YOUR TASK:
The answer is the data below, repeated exactly, with no pictures included.

EXERCISE INPUT:
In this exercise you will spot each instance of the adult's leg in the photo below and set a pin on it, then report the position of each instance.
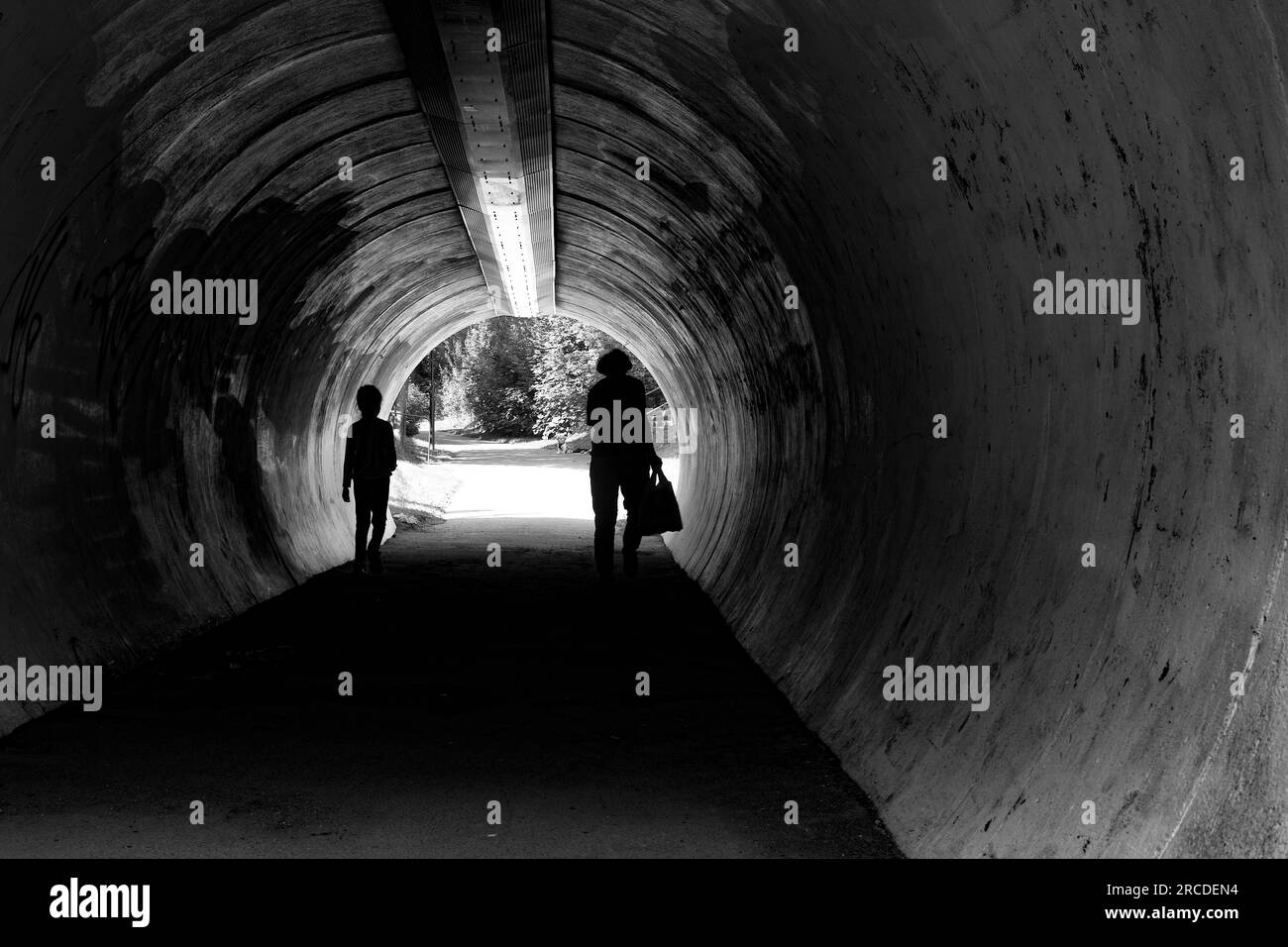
(634, 478)
(603, 499)
(362, 510)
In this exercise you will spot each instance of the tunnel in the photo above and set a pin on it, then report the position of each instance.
(832, 262)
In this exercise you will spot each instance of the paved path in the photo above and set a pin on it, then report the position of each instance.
(472, 684)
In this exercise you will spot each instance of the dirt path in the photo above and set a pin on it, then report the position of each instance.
(471, 684)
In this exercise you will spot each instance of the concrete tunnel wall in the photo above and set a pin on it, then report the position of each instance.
(769, 167)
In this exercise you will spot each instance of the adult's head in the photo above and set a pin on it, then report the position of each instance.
(613, 363)
(369, 399)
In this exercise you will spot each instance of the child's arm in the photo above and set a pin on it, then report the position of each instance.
(348, 467)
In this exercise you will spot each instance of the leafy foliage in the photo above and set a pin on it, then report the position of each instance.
(518, 377)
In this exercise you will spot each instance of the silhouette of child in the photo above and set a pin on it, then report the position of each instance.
(369, 460)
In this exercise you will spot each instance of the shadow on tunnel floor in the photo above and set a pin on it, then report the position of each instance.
(471, 684)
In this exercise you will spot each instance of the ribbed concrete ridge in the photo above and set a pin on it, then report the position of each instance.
(768, 167)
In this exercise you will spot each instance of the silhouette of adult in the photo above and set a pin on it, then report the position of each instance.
(619, 459)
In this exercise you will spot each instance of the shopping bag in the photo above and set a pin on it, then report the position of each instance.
(658, 509)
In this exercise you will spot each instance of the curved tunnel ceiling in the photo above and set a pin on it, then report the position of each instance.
(768, 169)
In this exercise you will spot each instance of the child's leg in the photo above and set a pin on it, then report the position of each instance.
(362, 509)
(378, 509)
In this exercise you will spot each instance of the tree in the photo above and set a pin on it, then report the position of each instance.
(516, 376)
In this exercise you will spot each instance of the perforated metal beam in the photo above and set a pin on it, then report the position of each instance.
(482, 76)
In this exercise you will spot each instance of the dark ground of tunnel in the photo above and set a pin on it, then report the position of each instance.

ANSWER BOX:
In this exercise you will spot each instance of the adult's leg in the photo below and set a pin on it, then report the position of each instance.
(634, 478)
(603, 499)
(362, 510)
In this exercise you will spot each instance of the tunnel in the photo above and set a pin on it, then report the position of each instance.
(832, 262)
In this exercise you will spot each instance of the paved path in the photo above and set a pin on it, then report the position of each instance.
(472, 684)
In this exercise you will spot each instance of the dirt path in the photo above and set a pin on it, then report the position of each instance.
(471, 684)
In this exercise you will spot each instance of the concrete tunnel wall in the photo above and set a pin on it, then report the position of each instance.
(769, 167)
In this exercise you will spot each instance of the adult's head in the photo above and set a pin on it, then report the position of each instance.
(613, 363)
(369, 399)
In this exercise you will spot each instance of the child's arm in the photo above and set a pin on it, then report the position of each instance.
(348, 467)
In this exercise you will spot each instance of the leafy foliage in the photo above and set a pin on it, then report the position of each instance.
(518, 377)
In this exercise you will spot each instance of the silhouette of child in the photo above and set a pin on it, then report the position of each instance.
(369, 460)
In this exercise you will spot each instance of the shadow on tunnel floor in the photo above and set a pin on it, then report the position of each instance.
(471, 684)
In this exercise you will spot each instance of the ribbed concrete ridge in the photo above and set a pin on it, then report the position of each instance.
(768, 167)
In this exercise you will spot each instance of the silhouette of adult in the photo above and set a pin on it, then report the position of each instance.
(619, 459)
In this exercise you will spot each instance of the shopping bag in the photo above and set a pin on it, then report the position of each instance.
(658, 509)
In this exercise you will spot each instance of the curved tunnel ceiling in the photo above and set a pin on it, then report the position of each instance.
(768, 169)
In this exercise you will spot each instance of the child's leg in the photo above and set a pin on it, then report the position of each instance.
(362, 509)
(378, 509)
In this exercise you will spot each instance of the tree in the photo above and set a pin on it, then report the position of each instance.
(516, 376)
In this exercise you will spot each instance of the perforated metal beam in the photo above and set a pin on it, then report the position of each instance.
(482, 76)
In this exercise you will spot each instance of the dark ground of tunnel in the photo above and set a pin on it, then report the position of each instance.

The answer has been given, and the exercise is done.